Copy out every line of the records below word for word, leaving out the pictures.

+++++

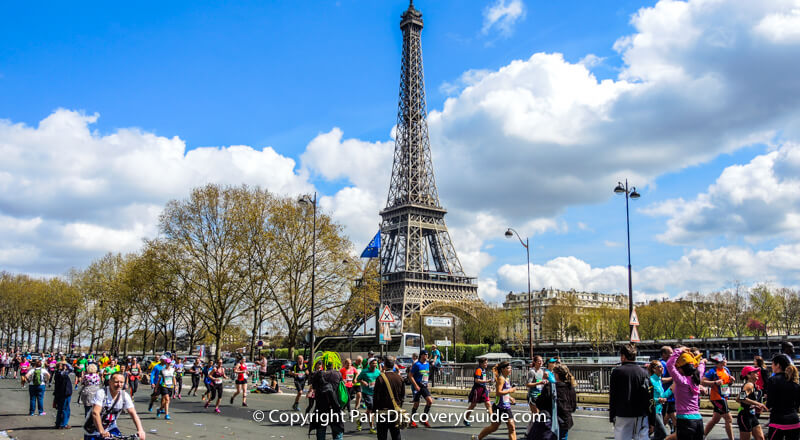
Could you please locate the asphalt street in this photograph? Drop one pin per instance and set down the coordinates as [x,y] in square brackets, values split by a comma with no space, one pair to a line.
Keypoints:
[191,421]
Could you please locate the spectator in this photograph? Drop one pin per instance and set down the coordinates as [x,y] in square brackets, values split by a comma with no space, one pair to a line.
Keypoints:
[62,394]
[389,390]
[629,397]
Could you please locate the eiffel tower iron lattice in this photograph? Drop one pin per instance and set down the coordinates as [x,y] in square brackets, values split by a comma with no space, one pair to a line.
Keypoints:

+++++

== EXPECTED ANSWER ==
Could you please locate the asphalt street in this photograph? Drop one pin per instance and set down the coordinates as [x,y] in square brackets, values split by a comma with no space, one pair to a line.
Keypoints:
[191,421]
Could you please locate the spectator in this photograph? Drop one pin per instance and set down the coordinates as [x,y] in square brackets, values split by a comma with no space, one pair to a line.
Keypoints:
[62,394]
[389,390]
[629,397]
Could you please locate the eiffel tower iron lattice in this photograph? Drop one pin per instance and set down the coordinates as [x,y] in square brackets, values split by a comma with no space, one pair to a line.
Keypoints:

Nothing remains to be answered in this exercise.